▶ _Given request 1_: Please reproduce the part of the Coastal GasLink article starting with "The Elder, who" and going on through "more companies came.".
▶ _Given request 2_: Render this sentence from the Coastal GasLink article in French: "The factory, and the jobs that building and running it required, established Kitimat as a commercial hub."

▶ _Given passage_:
----

It’s been more than a decade since the global oil and gas industry began its plan to send millions of tonnes of natural gas across the Rocky Mountains, to British Columbia’s western coast and on to Asia.

Now, despite fierce opposition from some environmental experts and First Nations people along its 670-kilometre route, the controversial Coastal GasLink pipeline is almost complete.

But the project’s uncertain economic and environmental impacts are already beginning to materialize in coastal Kitimat, B.C., the northern port community that will soon host the project’s central terminal.

Less than 15 kilometres away sits Kitamaat Village, home of the Haisla First Nation. Hereditary Chief Sammy Robinson’s garage door is open onto the Douglas Channel as he sits inside, carving the trunk of a cedar tree into a totem pole.

The Elder, who will soon celebrate his 89th birthday, was a teen when it all began.

The Haisla have lived in Kitamaat for thousands of years, stewarding the land. “I didn’t see a white man until I was 15 years old, I didn’t see a plane until I was 15 years old,” said Robinson.

Elder Sammy Robinson, nearly 89, of the Haisla Nation has had a front row seat to Kitimat’s transformation since he was a boy. (Benoît Ferradini/Radio Canada)

But that changed in the early 1950s, as company men from aluminum manufacturer Alcan began to arrive in the region, scoping it out to build a factory and then a port that could bring their products from the end of the fjord to the world.

The factory, and the jobs that building and running it required, established Kitimat as a commercial hub. Soon, more companies came.

Signs of renewed prosperity

In the decades since Alcan arrived, Kitimat’s population has fluctuated with the booms and busts of the natural resources industry. In 2010, the community was devastated when the closure of West Fraser Timber’s Eurocan pulp and paper mill caused 500 people’s jobs to disappear.

Now in his thirties, Kitimat-born Nick Markowsky can still remember those grim years.

But a promised gust of prosperity from the Coastal GasLink project is now blowing into the town, one that gave Markowsky and business partner Brandon Highton confidence to start a new venture.

“Growing up, we saw a lot of the industries leave town and shut their doors, which definitely had an impact on the community that was thriving and made it a bit stale for a while,” said Markowsky from his beer brewery’s taproom, noting that recent projects have changed that.

----

▶ _Records_:
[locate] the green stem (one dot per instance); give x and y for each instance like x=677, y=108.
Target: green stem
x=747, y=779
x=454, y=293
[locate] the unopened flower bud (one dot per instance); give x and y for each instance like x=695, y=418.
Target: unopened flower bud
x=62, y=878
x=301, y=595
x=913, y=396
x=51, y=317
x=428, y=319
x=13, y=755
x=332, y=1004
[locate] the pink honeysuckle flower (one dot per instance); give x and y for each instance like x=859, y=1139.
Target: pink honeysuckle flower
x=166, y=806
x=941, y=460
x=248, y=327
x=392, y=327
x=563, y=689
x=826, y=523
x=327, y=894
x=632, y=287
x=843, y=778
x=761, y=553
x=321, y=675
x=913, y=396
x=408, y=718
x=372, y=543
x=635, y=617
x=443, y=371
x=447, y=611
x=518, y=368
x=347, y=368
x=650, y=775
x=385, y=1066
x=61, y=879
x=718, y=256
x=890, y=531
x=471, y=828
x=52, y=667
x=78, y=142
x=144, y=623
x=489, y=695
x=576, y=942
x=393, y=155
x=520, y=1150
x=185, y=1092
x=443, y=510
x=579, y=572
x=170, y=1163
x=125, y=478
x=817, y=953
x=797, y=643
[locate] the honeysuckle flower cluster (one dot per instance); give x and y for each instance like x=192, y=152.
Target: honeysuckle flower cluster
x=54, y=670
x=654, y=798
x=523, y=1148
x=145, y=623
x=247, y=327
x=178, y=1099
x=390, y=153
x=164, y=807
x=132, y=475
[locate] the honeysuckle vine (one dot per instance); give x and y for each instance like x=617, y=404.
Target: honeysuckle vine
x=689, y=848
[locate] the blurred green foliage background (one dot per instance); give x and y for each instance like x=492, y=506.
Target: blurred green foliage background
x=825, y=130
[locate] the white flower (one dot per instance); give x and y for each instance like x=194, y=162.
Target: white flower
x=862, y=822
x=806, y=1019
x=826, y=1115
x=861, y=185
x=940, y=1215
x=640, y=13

----

▶ _Task answer 1_:
The Elder, who will soon celebrate his 89th birthday, was a teen when it all began.

The Haisla have lived in Kitamaat for thousands of years, stewarding the land. “I didn’t see a white man until I was 15 years old, I didn’t see a plane until I was 15 years old,” said Robinson.

Elder Sammy Robinson, nearly 89, of the Haisla Nation has had a front row seat to Kitimat’s transformation since he was a boy. (Benoît Ferradini/Radio Canada)

But that changed in the early 1950s, as company men from aluminum manufacturer Alcan began to arrive in the region, scoping it out to build a factory and then a port that could bring their products from the end of the fjord to the world.

The factory, and the jobs that building and running it required, established Kitimat as a commercial hub. Soon, more companies came.

▶ _Task answer 2_: L'usine, ainsi que les emplois qu'exigeaient sa construction et son exploitation, ont fait de Kitimat un pôle commercial.